Instruction - Every line of the data, first to last, must be written out unchanged.

─── Records for this exercise ───

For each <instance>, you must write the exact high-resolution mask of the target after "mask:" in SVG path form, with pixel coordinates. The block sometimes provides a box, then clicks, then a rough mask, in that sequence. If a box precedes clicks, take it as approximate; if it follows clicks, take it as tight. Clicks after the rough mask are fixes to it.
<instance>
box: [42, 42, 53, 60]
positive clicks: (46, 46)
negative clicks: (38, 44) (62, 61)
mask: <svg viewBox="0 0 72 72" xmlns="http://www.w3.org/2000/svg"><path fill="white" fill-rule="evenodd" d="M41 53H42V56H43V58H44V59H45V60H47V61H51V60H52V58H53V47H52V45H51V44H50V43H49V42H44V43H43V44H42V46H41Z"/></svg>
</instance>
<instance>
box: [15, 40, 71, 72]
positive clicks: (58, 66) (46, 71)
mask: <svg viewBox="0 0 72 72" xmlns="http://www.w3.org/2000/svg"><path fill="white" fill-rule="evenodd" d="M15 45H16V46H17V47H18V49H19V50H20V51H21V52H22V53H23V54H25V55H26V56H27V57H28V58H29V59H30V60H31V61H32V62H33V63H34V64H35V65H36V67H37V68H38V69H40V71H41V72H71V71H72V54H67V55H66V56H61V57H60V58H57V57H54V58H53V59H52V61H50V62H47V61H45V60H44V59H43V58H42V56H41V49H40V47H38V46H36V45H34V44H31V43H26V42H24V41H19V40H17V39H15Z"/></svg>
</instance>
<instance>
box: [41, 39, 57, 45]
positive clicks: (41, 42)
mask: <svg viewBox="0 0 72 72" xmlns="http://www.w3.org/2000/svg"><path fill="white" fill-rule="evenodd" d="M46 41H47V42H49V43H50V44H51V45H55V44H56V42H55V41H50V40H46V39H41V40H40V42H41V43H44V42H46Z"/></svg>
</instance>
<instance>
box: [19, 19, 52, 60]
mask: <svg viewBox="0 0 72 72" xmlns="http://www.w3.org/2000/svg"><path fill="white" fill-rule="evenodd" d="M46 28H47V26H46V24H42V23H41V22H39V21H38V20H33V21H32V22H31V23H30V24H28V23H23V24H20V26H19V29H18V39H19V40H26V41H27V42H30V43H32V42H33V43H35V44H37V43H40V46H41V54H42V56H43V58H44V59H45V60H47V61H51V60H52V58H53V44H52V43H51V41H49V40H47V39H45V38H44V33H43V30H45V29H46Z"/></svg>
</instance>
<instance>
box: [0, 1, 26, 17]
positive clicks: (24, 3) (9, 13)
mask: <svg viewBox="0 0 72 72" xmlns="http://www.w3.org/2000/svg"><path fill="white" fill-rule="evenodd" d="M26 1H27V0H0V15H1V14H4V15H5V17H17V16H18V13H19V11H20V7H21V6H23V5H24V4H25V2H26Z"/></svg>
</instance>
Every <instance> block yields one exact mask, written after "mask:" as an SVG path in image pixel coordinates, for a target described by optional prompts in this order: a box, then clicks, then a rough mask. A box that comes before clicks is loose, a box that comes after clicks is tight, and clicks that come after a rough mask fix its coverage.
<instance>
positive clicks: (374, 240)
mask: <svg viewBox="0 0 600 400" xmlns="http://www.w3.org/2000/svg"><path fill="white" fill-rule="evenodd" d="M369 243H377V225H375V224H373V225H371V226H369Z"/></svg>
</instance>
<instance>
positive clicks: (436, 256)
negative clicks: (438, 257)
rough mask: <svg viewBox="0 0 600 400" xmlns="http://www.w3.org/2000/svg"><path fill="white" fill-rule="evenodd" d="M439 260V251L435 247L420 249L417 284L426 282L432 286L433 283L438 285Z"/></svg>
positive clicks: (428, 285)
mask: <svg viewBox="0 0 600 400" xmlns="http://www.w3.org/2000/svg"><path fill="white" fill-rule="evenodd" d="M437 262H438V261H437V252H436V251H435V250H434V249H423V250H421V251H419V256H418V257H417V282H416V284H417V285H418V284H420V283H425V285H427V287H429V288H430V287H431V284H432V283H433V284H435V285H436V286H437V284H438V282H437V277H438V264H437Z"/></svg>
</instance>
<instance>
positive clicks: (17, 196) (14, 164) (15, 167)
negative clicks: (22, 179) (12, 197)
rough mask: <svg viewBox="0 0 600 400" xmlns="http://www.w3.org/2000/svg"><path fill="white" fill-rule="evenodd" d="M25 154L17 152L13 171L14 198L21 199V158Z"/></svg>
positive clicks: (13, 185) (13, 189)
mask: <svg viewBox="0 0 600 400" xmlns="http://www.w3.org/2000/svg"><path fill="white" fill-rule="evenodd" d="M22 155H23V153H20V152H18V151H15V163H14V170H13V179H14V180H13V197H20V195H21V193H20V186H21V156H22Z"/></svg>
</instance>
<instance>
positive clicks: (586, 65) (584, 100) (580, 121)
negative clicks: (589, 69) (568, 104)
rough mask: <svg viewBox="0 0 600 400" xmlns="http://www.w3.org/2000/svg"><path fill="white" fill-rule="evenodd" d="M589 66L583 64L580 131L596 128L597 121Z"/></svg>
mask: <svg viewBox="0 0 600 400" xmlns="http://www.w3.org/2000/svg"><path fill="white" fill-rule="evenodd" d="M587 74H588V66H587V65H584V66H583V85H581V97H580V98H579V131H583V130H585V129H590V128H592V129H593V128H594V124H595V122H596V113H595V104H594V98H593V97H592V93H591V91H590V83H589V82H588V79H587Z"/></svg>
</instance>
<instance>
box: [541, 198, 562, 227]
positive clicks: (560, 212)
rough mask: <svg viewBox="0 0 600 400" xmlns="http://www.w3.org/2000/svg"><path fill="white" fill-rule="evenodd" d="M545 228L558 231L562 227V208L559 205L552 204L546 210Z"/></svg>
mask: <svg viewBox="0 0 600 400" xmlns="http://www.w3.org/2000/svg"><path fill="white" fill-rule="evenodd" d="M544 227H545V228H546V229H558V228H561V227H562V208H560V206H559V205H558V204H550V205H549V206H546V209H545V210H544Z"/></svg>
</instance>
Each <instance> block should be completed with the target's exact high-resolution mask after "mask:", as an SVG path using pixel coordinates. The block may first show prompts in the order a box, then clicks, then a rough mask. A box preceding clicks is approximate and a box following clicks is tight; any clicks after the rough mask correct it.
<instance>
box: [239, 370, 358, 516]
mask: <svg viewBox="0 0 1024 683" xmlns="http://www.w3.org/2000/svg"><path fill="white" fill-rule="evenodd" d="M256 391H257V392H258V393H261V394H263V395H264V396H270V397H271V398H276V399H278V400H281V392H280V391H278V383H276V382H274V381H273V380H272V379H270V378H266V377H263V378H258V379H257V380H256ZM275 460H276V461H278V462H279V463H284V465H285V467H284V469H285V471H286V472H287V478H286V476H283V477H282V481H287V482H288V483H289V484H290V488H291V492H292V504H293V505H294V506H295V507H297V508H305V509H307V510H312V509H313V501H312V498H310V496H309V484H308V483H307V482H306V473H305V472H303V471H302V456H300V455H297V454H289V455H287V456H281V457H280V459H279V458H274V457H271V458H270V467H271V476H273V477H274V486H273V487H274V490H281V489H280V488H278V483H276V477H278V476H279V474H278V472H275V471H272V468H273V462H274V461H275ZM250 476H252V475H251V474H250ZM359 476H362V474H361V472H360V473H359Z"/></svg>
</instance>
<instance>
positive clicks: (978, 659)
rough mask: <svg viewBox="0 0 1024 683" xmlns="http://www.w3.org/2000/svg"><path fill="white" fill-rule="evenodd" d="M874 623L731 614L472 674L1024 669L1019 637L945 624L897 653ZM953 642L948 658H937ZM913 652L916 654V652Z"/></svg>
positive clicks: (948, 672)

───

Output for this task -
For each <instance>, you must write the exact high-resolution mask of the target after "mask:" in SVG path form, with pixel coordinates. The block sometimes provides a box, then clicks, then a rough mask, in that sequence. If a box precedes clicks, take it as approximate; if it follows clicks, take it as tight. Clicks after the rough mask are fixes to it.
<instance>
box: [42, 42, 53, 60]
positive clicks: (46, 46)
negative clicks: (38, 44) (62, 61)
mask: <svg viewBox="0 0 72 72" xmlns="http://www.w3.org/2000/svg"><path fill="white" fill-rule="evenodd" d="M41 53H42V56H43V58H44V59H45V60H47V61H51V60H52V58H53V47H52V45H51V44H50V43H49V42H44V43H43V44H42V46H41Z"/></svg>
</instance>
<instance>
box: [15, 40, 71, 72]
positive clicks: (58, 66) (46, 71)
mask: <svg viewBox="0 0 72 72" xmlns="http://www.w3.org/2000/svg"><path fill="white" fill-rule="evenodd" d="M15 45H16V46H17V47H18V49H19V50H20V51H21V52H22V53H23V54H25V55H26V56H27V57H28V58H29V59H30V60H31V61H32V62H33V63H34V64H35V65H36V67H37V68H38V69H40V71H41V72H71V71H72V54H67V55H66V56H61V57H60V58H57V57H54V58H53V59H52V61H50V62H47V61H45V60H44V59H43V58H42V56H41V49H40V47H38V46H36V45H34V44H31V43H26V42H24V41H19V40H17V39H15Z"/></svg>
</instance>
<instance>
box: [41, 39, 57, 45]
positive clicks: (41, 42)
mask: <svg viewBox="0 0 72 72" xmlns="http://www.w3.org/2000/svg"><path fill="white" fill-rule="evenodd" d="M46 41H47V42H49V43H50V44H51V45H55V44H56V42H55V41H50V40H46V39H41V40H40V42H41V43H44V42H46Z"/></svg>
</instance>
<instance>
box: [19, 19, 52, 60]
mask: <svg viewBox="0 0 72 72" xmlns="http://www.w3.org/2000/svg"><path fill="white" fill-rule="evenodd" d="M46 28H47V26H46V24H42V23H41V22H39V21H38V20H33V21H32V22H31V23H30V24H28V23H23V24H20V26H19V29H18V39H19V40H26V41H27V42H30V43H32V42H33V43H35V44H37V43H40V46H41V54H42V56H43V58H44V59H45V60H47V61H51V60H52V58H53V44H52V43H51V41H49V40H47V39H45V38H44V33H43V30H45V29H46Z"/></svg>
</instance>
<instance>
box: [0, 1, 26, 17]
positive clicks: (24, 3) (9, 13)
mask: <svg viewBox="0 0 72 72" xmlns="http://www.w3.org/2000/svg"><path fill="white" fill-rule="evenodd" d="M26 1H27V0H0V15H1V14H4V15H5V17H17V16H18V13H19V11H20V7H21V6H23V5H24V4H25V2H26Z"/></svg>
</instance>
Every <instance> block yields one exact mask, written after "mask:" as an SVG path in image pixel coordinates, for a target described by optional prompts in this order: a box, then clicks, then a rough mask. A box that comes before clicks is loose, a box that comes after clicks is tight, and clicks that come after a rough mask fix its coverage.
<instance>
positive clicks: (374, 240)
mask: <svg viewBox="0 0 600 400" xmlns="http://www.w3.org/2000/svg"><path fill="white" fill-rule="evenodd" d="M369 243H377V225H375V224H373V225H371V226H369Z"/></svg>
</instance>
<instance>
positive clicks: (436, 256)
negative clicks: (438, 257)
rough mask: <svg viewBox="0 0 600 400" xmlns="http://www.w3.org/2000/svg"><path fill="white" fill-rule="evenodd" d="M439 260V251L435 247L420 249L417 284L426 282L432 286L433 283L438 285Z"/></svg>
positive clicks: (428, 285)
mask: <svg viewBox="0 0 600 400" xmlns="http://www.w3.org/2000/svg"><path fill="white" fill-rule="evenodd" d="M437 262H438V261H437V252H436V251H435V250H434V249H423V250H421V251H419V256H418V257H417V282H416V284H417V285H418V284H420V283H425V285H427V287H429V288H430V287H431V284H432V283H433V284H435V285H436V286H437V284H438V282H437V277H438V264H437Z"/></svg>
</instance>
<instance>
positive clicks: (17, 196) (14, 164) (15, 167)
negative clicks: (22, 179) (12, 197)
rough mask: <svg viewBox="0 0 600 400" xmlns="http://www.w3.org/2000/svg"><path fill="white" fill-rule="evenodd" d="M25 154L17 152L13 171L14 198L21 199V158Z"/></svg>
positive clicks: (13, 185) (13, 189)
mask: <svg viewBox="0 0 600 400" xmlns="http://www.w3.org/2000/svg"><path fill="white" fill-rule="evenodd" d="M22 155H23V153H20V152H18V151H15V163H14V170H13V179H14V180H13V197H20V195H21V193H20V186H21V156H22Z"/></svg>
</instance>
<instance>
positive clicks: (586, 65) (584, 100) (580, 121)
negative clicks: (589, 69) (568, 104)
rough mask: <svg viewBox="0 0 600 400" xmlns="http://www.w3.org/2000/svg"><path fill="white" fill-rule="evenodd" d="M589 66L583 64L580 131L596 128L597 121Z"/></svg>
mask: <svg viewBox="0 0 600 400" xmlns="http://www.w3.org/2000/svg"><path fill="white" fill-rule="evenodd" d="M587 74H588V66H587V65H584V66H583V85H581V97H580V98H579V131H583V130H585V129H590V128H592V129H593V128H594V124H595V122H596V113H595V104H594V98H593V97H592V93H591V91H590V83H589V82H588V79H587Z"/></svg>
</instance>
<instance>
box: [541, 198, 562, 227]
positive clicks: (560, 212)
rough mask: <svg viewBox="0 0 600 400" xmlns="http://www.w3.org/2000/svg"><path fill="white" fill-rule="evenodd" d="M545 228L558 231L562 227V208L559 205L552 204L546 210Z"/></svg>
mask: <svg viewBox="0 0 600 400" xmlns="http://www.w3.org/2000/svg"><path fill="white" fill-rule="evenodd" d="M544 227H545V228H546V229H558V228H561V227H562V208H560V206H559V205H558V204H550V205H549V206H546V209H545V210H544Z"/></svg>
</instance>
Each <instance> block should be completed with the target's exact high-resolution mask after "mask:", as an SVG path using pixel coordinates. The block may first show prompts in the order a box, then clicks, then a rough mask. A box preceding clicks is approximate and a box following clicks is tight; any clicks after the rough mask correct it.
<instance>
box: [239, 370, 358, 516]
mask: <svg viewBox="0 0 1024 683" xmlns="http://www.w3.org/2000/svg"><path fill="white" fill-rule="evenodd" d="M256 391H257V392H258V393H261V394H263V395H264V396H270V397H271V398H276V399H278V400H281V392H280V391H278V383H276V382H274V381H273V380H272V379H270V378H266V377H263V378H258V379H257V380H256ZM275 460H276V461H278V462H279V463H284V465H285V467H284V469H285V471H286V472H287V478H286V476H283V477H282V481H287V482H288V483H289V484H290V488H291V492H292V504H293V505H294V506H295V507H297V508H305V509H307V510H312V509H313V501H312V498H310V496H309V484H308V483H307V482H306V473H305V472H303V471H302V456H300V455H297V454H289V455H287V456H281V457H280V459H279V458H274V457H271V458H270V467H271V476H273V477H274V486H273V487H274V490H281V489H280V488H278V483H276V477H278V476H279V474H278V472H275V471H272V468H273V462H274V461H275ZM250 476H252V475H251V474H250ZM359 476H362V474H361V472H360V473H359Z"/></svg>
</instance>
<instance>
positive clicks: (978, 659)
rough mask: <svg viewBox="0 0 1024 683" xmlns="http://www.w3.org/2000/svg"><path fill="white" fill-rule="evenodd" d="M874 623L731 614L472 674L1024 669L1019 637L945 624L897 653ZM953 642L948 658H937ZM913 652L916 654V652Z"/></svg>
positive clicks: (948, 672)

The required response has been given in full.